Normalmente questo tipo di reazione è del tutto fisiologica. Non dimentichiamoci che di per sé la paura ci permette la fuga o l’adattamento veloce alle circostanze. È un meccanismo neurobiologico che è stato sviluppato per la sopravvivenza degli individui. Ma tale meccanismo può “incepparsi”, e per lo più avviene in chi è predisposto ai disturbi da stress post traumatico. Nei soggetti colpiti da stimoli anche “neutri” di per sé possono derivare molteplici fattori d’ansia. Questa situazione patologica può persistere a volte anche per anni e talvolta divenire persino invalidante. Naturalmente ciò non è legato solo all’intensità dello stress, è anche, come ho spiegato, un problema di soggettività.
Qual è la miglior cosa da fare se si viene traumatizzati da una catastrofe come quella avvenuta in Abruzzo?
La terapia naturalmente non può che essere appannaggio di psichiatri specialisti. Ma un’utilissima prima risposta in quei è invece la rassicurazione e il sostegno da parte di qualsiasi figura umana. Se pensiamo a popolazioni che hanno subito lutti e perdite, e con questo termine intendo anche la perdita del proprio immediato avvenire, si può ben capire che nei momenti immediatamente successivi a un simile choc ci si trova di fronte a persone non tanto depresse quanto, comprensibilmente, disperate. Per la disperazione non c’è terapia che tenga, occorre aspettare che passi. Superata questa fase difficilissima ci saranno ovviamente pazienti più sensibili, in cui questo evento traumatico lascerà una traccia più grave e profonda, e soggetti che riusciranno in maniera un po’ più equilibrata a riadattarsi. Sicuramente un efficace aiuto è vissuto non solo sul piano emotivo ma anche su quello cognitivo. Capire che la realtà ha un senso, e impostare i propri pensieri su questa certezza, ci aiuta a sopravvivere.

DATI DELL'ESERCIZIO =>
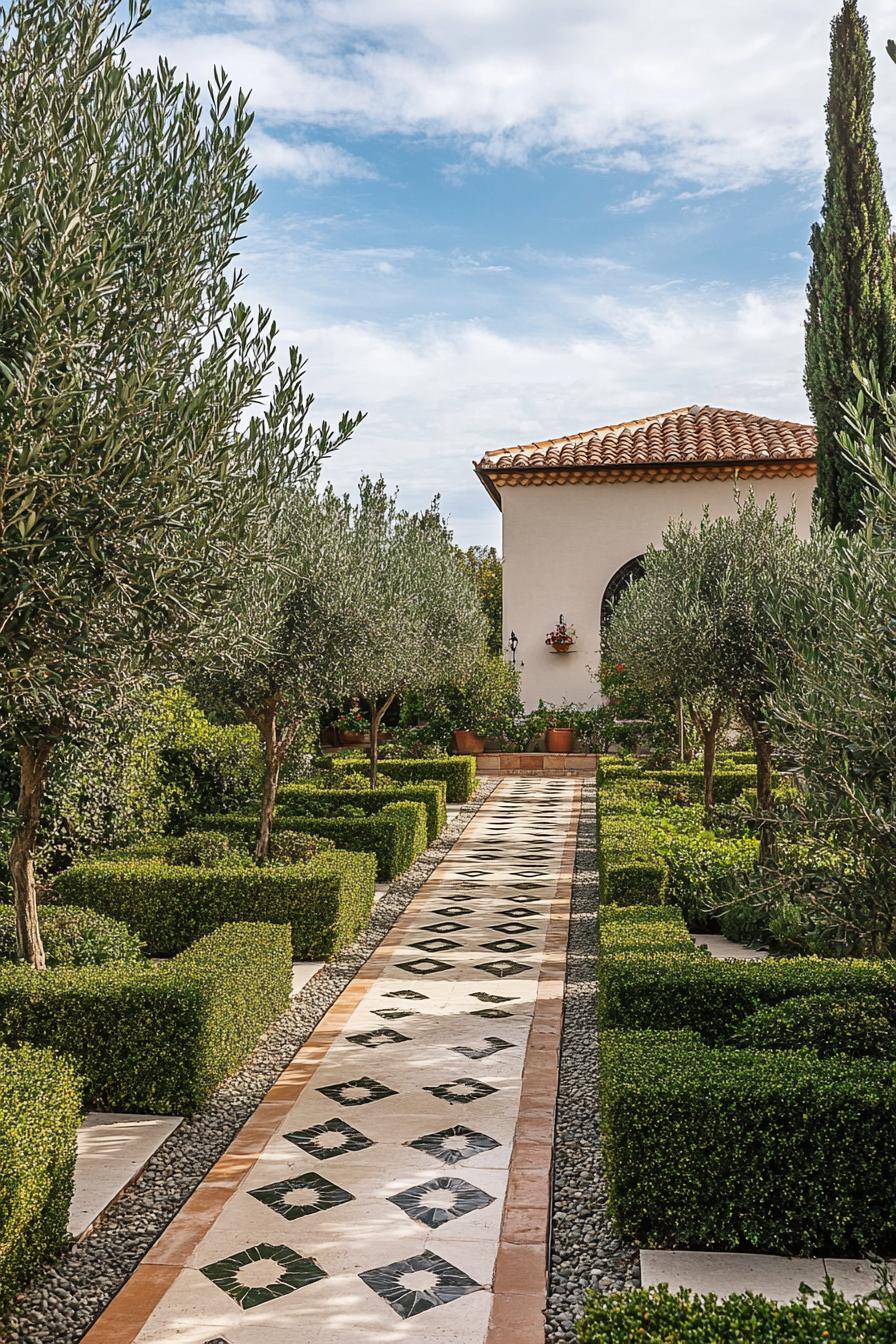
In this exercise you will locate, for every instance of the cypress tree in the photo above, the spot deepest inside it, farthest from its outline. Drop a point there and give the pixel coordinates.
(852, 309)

ISTRUZIONI DI LAVORO =>
(A) Rispondi a queste domande sul testo sulla paura e il trauma.
(i) Per quale scopo è stato sviluppato il meccanismo neurobiologico della paura?
(ii) In chi avviene per lo più che questo meccanismo si "inceppi"?
(iii) A chi spetta la terapia?
(B) Nel testo sulla paura e il trauma, trasforma in un elenco puntato il paragrafo che comincia con "Normalmente questo tipo di reazione", mantenendone le informazioni principali.
(C) Riprendi il testo sulla paura e il trauma dal punto in cui si ferma e prosegui con qualche frase.
Il materiale non ha alcun legame con il testo sulla paura e il trauma.

SOLUZIONI DELLE ATTIVITÀ =>
(A)
(i) Per la sopravvivenza degli individui.
(ii) In chi è predisposto ai disturbi da stress post traumatico.
(iii) Agli psichiatri specialisti.

(B)
- Di norma questo tipo di reazione è fisiologica.
- La paura permette la fuga o un rapido adattamento alle circostanze. È un meccanismo neurobiologico nato per la sopravvivenza.
- Il meccanismo può "incepparsi", soprattutto in chi è predisposto ai disturbi da stress post traumatico.
- In questi soggetti anche stimoli "neutri" possono generare molteplici fattori d'ansia.
- La situazione patologica può durare anche per anni e talvolta diventare invalidante.
- Non dipende solo dall'intensità dello stress, ma anche dalla soggettività.

(C)
Esistono centri medici psichiatrici specializzati per intervenire in questi casi?
L’ideale è sempre rivolgersi alle strutture psichiatriche ospedaliere, magari universitarie, dove pressoché in ciascuna, esistono team che trattano con maggiore specificità i disturbi post traumatici
Il fatto che la popolazione abruzzese sia stata vittima non solo di una scossa tellurica, ma anche di molte altre ripetizioni può considerarsi un’aggravante dello stato mentale?
Direi non particolarmente. Anzi, paradossalmente la ripetizione dell’evento stressante può persino essere vantaggiosa. Dopo l’allarme e la paura iniziali, dovuti al primo incontro con l’oggetto dello stress, avere altri stimoli della stessa natura può dare in molti casi la sensazione di superarli, di riuscire a proteggersi e a gestire la situazione. In questo caso dunque direi che gli unici seri danni che può dare una ripetizione dell’evento sono materiali, ossia per le persone fisiche e per gli edifici.
Si è parlato molto in queste ore anche dell’iniziativa dei clown per i bambini colpiti dal terremoto. Quanto può essere grave e traumatico, per la coscienza di un bambino, un evento simile?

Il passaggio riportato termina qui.